Write out the entries again exactly as they are given.

Region pointing data:
★ ★ ★ ★

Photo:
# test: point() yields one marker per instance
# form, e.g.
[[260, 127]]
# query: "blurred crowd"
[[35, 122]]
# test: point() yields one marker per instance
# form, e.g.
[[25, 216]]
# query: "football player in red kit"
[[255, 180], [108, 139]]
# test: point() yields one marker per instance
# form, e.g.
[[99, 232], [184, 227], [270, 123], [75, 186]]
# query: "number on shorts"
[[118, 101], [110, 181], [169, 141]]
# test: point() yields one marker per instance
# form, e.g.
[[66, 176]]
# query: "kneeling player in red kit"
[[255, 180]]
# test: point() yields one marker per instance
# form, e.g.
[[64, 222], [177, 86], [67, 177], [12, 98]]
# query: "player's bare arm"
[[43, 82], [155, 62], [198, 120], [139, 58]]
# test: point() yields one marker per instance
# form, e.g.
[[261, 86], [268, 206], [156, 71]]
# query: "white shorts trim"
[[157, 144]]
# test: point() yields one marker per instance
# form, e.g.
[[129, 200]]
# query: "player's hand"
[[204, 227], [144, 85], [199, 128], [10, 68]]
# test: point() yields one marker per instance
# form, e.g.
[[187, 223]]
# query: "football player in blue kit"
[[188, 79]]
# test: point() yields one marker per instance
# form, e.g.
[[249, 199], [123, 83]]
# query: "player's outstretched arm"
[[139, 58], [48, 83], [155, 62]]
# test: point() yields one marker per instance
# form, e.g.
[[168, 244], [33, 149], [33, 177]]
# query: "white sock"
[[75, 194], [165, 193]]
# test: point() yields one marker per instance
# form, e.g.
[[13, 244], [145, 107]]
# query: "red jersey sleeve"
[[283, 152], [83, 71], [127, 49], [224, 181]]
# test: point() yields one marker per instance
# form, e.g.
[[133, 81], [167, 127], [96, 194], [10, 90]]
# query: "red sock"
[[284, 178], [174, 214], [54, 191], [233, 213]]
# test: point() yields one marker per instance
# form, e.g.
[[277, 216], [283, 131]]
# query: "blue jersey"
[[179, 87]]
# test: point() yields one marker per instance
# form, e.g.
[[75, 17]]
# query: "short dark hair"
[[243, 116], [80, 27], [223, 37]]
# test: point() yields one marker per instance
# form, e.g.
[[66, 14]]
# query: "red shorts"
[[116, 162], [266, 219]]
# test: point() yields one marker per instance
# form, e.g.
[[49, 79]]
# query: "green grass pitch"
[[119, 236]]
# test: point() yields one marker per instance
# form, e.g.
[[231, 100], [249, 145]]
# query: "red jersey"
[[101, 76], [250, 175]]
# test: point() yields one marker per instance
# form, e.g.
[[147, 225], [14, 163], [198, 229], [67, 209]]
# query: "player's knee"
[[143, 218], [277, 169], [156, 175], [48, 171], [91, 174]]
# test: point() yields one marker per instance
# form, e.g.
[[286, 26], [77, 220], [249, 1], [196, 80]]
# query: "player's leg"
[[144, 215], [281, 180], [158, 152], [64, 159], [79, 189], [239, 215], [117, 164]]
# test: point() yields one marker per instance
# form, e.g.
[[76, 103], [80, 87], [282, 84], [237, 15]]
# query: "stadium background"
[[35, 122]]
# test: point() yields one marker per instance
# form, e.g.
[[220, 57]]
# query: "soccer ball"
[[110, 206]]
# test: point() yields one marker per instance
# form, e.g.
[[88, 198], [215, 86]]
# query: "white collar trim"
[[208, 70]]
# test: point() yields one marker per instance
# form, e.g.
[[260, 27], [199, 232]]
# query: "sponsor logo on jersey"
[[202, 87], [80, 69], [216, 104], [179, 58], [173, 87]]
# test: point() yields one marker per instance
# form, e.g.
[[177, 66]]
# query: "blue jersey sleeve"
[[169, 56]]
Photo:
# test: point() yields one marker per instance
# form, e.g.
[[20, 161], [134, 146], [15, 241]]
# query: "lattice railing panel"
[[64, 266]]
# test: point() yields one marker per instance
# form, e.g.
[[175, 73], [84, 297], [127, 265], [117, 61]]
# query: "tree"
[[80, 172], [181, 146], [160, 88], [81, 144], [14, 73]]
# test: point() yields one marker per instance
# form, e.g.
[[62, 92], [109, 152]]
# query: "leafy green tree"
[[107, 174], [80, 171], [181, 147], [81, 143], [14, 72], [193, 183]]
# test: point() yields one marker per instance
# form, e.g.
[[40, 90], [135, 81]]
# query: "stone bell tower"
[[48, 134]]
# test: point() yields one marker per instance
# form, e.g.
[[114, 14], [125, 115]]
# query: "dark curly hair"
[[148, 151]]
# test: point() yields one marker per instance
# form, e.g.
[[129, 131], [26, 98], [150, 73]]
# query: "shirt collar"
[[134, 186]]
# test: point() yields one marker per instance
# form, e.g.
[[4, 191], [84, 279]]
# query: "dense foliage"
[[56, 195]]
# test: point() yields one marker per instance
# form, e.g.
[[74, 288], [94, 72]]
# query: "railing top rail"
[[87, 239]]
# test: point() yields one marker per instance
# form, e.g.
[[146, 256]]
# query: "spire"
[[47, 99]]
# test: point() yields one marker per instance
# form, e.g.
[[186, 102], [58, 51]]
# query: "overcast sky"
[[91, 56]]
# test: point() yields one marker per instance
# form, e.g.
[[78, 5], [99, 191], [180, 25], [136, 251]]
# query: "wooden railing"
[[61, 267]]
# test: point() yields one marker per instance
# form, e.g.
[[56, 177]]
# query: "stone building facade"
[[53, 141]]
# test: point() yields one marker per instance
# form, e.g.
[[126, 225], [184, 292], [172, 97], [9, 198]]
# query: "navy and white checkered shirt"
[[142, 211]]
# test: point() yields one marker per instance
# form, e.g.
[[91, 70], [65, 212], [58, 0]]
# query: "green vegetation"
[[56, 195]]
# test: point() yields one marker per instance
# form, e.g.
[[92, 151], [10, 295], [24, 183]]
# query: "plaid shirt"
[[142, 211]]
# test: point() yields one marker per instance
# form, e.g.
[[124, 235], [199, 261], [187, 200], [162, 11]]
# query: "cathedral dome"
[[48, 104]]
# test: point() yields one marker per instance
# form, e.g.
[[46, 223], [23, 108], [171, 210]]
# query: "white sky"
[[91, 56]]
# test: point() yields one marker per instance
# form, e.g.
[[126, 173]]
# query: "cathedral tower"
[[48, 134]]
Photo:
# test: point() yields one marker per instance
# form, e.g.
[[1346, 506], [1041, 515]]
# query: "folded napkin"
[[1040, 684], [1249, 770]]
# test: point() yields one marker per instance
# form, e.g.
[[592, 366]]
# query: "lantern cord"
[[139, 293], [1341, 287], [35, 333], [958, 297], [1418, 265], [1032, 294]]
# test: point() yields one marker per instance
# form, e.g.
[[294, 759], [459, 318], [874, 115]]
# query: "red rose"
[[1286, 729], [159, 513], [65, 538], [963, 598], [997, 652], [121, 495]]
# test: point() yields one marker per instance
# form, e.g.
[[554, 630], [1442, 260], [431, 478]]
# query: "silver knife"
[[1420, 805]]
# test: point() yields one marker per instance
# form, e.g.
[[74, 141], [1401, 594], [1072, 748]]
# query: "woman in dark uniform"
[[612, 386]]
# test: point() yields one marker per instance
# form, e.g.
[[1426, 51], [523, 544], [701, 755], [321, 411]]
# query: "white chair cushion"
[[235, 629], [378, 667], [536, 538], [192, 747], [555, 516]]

★ ★ ★ ★

(Problem solution):
Photo:
# test: point() yields one marker per instance
# form, e.g.
[[260, 127]]
# query: "blurred crowd"
[[35, 122]]
# test: point() yields one marker per instance
# form, e.g.
[[25, 216]]
# query: "football player in red kit"
[[255, 180], [108, 139]]
# test: point() yields one marker per instance
# form, e.g.
[[99, 232], [184, 227], [270, 123], [75, 186]]
# query: "number on shorts"
[[118, 101], [110, 181], [169, 141]]
# test: point() yields one marker per instance
# form, e.g.
[[66, 176]]
# query: "kneeling player in red kit"
[[255, 180]]
# test: point() yields one marker per instance
# form, e.g.
[[64, 222], [177, 86], [67, 177], [12, 98]]
# query: "player's bare arm"
[[43, 82], [155, 62], [198, 120], [139, 58]]
# test: point() yields one marker per instance
# form, e.g.
[[261, 86], [268, 206], [156, 71]]
# query: "white shorts trim"
[[157, 144]]
# test: point() yields one marker per instance
# form, e.g.
[[129, 200]]
# query: "player's hand"
[[204, 227], [144, 85], [199, 128], [10, 68]]
# test: point() yields one marker per instance
# form, e.g.
[[187, 223]]
# query: "football player in blue kit"
[[188, 79]]
# test: point() yields one marker per instance
# form, e.g.
[[249, 199], [123, 83]]
# query: "player's outstretched arm"
[[139, 58], [48, 83], [155, 62]]
# test: point() yields one marker per instance
# form, e.g.
[[168, 244], [33, 149], [33, 177]]
# query: "white sock"
[[75, 194], [165, 193]]
# test: point() yields one marker per instance
# form, e.g.
[[13, 244], [145, 107]]
# query: "red jersey sleeve"
[[283, 152], [83, 71], [127, 49], [224, 181]]
# test: point() yields one marker per instance
# form, e.g.
[[133, 81], [167, 127], [96, 194], [10, 90]]
# query: "red sock"
[[284, 178], [174, 214], [54, 191], [233, 213]]
# test: point() yields one marker per instance
# form, e.g.
[[277, 216], [283, 131]]
# query: "blue jersey"
[[179, 87]]
# test: point() yields one marker per instance
# form, e.g.
[[75, 17]]
# query: "short dark hair"
[[243, 116], [80, 27], [223, 37]]
# test: point() yields one marker per instance
# form, e.g.
[[66, 14]]
# query: "red shorts"
[[116, 162], [266, 219]]
# test: point() yields one marker per instance
# form, e.g.
[[49, 79]]
# query: "green grass pitch"
[[119, 236]]
# test: point() yields one marker per instance
# form, e.g.
[[231, 100], [249, 145]]
# query: "red jersey"
[[101, 76], [250, 175]]
# test: point() yields one marker per instance
# form, e.g.
[[147, 225], [14, 163], [198, 229], [67, 209]]
# query: "player's knee"
[[143, 218], [277, 169], [156, 175], [48, 171], [91, 174]]
# test: point() yields one marker per instance
# form, e.g.
[[286, 26], [77, 220], [249, 1], [196, 80]]
# query: "player's leg"
[[144, 215], [281, 180], [158, 152], [64, 159], [79, 189], [239, 215], [117, 164]]
# test: point() yields one marker per instance
# form, e.g.
[[76, 103], [80, 87], [282, 84], [237, 15]]
# query: "stadium background"
[[35, 122]]
# test: point() yields one marker per instance
# form, e.g.
[[220, 57]]
# query: "soccer ball"
[[110, 206]]
# test: point() yields one marker per instance
# form, e.g.
[[88, 198], [215, 86]]
# query: "white collar trim"
[[208, 70]]
# test: point() yields one marker per instance
# form, e.g.
[[260, 27], [199, 232]]
# query: "sponsor logo on jersey"
[[202, 87], [80, 69], [216, 104], [179, 58], [173, 87]]
# test: point() yields one marker per instance
# form, e.g.
[[177, 66]]
# query: "blue jersey sleeve"
[[169, 56]]
Photo:
# test: point() yields one marker per instance
# form, e.g.
[[20, 161], [134, 146], [15, 241]]
# query: "lattice railing panel"
[[64, 266]]
# test: point() yields one marker per instance
# form, e.g.
[[175, 73], [84, 297], [127, 265], [117, 61]]
# query: "tree"
[[80, 172], [181, 146], [160, 88], [81, 144], [14, 73]]
# test: point() yields one marker per instance
# form, e.g.
[[62, 92], [109, 152]]
# query: "leafy green tree"
[[107, 174], [80, 171], [181, 147], [81, 143], [14, 72], [193, 183]]
# test: point() yields one marker per instance
# form, e.g.
[[40, 90], [135, 81]]
# query: "stone bell tower"
[[48, 134]]
# test: point() yields one marker per instance
# form, e.g.
[[114, 14], [125, 115]]
# query: "dark curly hair"
[[148, 151]]
# test: point() yields one marker per instance
# form, e.g.
[[129, 131], [26, 98], [150, 73]]
# query: "shirt collar"
[[134, 186]]
# test: point() yields one marker per instance
# form, e.g.
[[4, 191], [84, 279]]
# query: "dense foliage"
[[56, 195]]
# test: point() yields one marker per instance
# form, e.g.
[[74, 288], [94, 72]]
# query: "railing top rail"
[[87, 239]]
# test: point() yields one marker per instance
# form, e.g.
[[146, 256]]
# query: "spire"
[[47, 99]]
# test: point() yields one marker per instance
# form, e.g.
[[186, 102], [58, 51]]
# query: "overcast sky"
[[91, 56]]
# test: point() yields one marker per instance
# form, e.g.
[[78, 5], [99, 191], [180, 25], [136, 251]]
# query: "wooden railing"
[[61, 267]]
# test: point() yields one marker per instance
# form, e.g.
[[56, 177]]
# query: "stone building facade"
[[53, 141]]
# test: point() yields one marker per instance
# form, e.g.
[[126, 225], [184, 292], [172, 97], [9, 198]]
# query: "navy and white checkered shirt"
[[142, 211]]
# test: point() yields one marker per instance
# form, e.g.
[[91, 70], [65, 212], [58, 0]]
# query: "green vegetation"
[[56, 195]]
# test: point() yields one marker per instance
# form, e.g.
[[92, 151], [10, 295], [24, 183]]
# query: "plaid shirt"
[[142, 211]]
# test: point() yields one marker per instance
# form, e.g.
[[124, 235], [199, 261], [187, 200], [162, 11]]
# query: "cathedral dome"
[[48, 104]]
# test: point() yields one marker per instance
# form, e.g.
[[46, 223], [23, 108], [171, 210]]
# query: "white sky"
[[91, 56]]
# test: point() yields one marker per instance
# form, e.g.
[[126, 173]]
# query: "cathedral tower"
[[48, 134]]
Photo:
# test: point() yields one marker per instance
# form, e.g.
[[1346, 506], [1041, 515]]
# query: "folded napkin"
[[1040, 684], [1249, 770]]
# test: point() yields one marker per instance
# form, e.g.
[[592, 366]]
# query: "lantern cord"
[[139, 293], [1341, 287], [35, 333], [958, 297], [1418, 265], [1032, 294]]
# test: point() yields one marker per instance
# form, e.g.
[[294, 759], [459, 318], [874, 115]]
# query: "red rose"
[[1286, 729], [159, 513], [65, 538], [963, 598], [997, 652], [121, 495]]
# test: point() yields one marker per instance
# form, e.g.
[[554, 630], [1442, 260], [431, 478]]
# query: "silver knife"
[[1420, 805]]
# test: point() yields one marker per instance
# form, e.g.
[[74, 141], [1401, 594], [1072, 748]]
# query: "woman in dark uniform"
[[612, 386]]
# test: point() yields one marker per instance
# form, e.g.
[[1426, 51], [523, 544], [701, 755], [321, 411]]
# query: "white chair cushion"
[[235, 629], [378, 667], [536, 538], [192, 747], [555, 516]]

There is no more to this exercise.